(Beginning of Data extract)

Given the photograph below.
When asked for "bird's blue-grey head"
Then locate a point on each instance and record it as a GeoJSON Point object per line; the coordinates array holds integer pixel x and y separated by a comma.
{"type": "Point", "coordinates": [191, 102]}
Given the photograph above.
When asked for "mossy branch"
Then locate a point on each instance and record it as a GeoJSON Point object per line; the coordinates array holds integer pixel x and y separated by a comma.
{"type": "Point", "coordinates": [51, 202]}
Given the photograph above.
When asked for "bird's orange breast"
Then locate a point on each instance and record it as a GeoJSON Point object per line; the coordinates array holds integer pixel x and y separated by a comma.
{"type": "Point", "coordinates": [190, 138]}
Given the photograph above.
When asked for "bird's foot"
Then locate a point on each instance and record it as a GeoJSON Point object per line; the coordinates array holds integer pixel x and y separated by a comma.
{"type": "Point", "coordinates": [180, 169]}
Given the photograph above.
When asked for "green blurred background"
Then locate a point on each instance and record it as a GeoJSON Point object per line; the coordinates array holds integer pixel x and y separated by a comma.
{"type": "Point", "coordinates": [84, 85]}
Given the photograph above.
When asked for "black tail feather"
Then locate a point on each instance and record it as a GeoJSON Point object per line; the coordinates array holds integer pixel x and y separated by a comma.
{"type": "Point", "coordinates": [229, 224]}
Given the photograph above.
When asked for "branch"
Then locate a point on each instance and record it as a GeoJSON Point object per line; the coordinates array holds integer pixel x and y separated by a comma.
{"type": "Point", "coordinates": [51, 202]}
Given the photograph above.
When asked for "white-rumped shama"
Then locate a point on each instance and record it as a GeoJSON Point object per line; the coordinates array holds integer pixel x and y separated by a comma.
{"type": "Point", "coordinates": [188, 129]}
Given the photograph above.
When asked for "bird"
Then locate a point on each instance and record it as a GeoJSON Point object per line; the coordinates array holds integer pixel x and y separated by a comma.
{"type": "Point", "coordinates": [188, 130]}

(End of Data extract)

> _Work order_: Count up every line above that has the word "branch" in it; answer with the number alone.

> _Reply to the exercise_: 2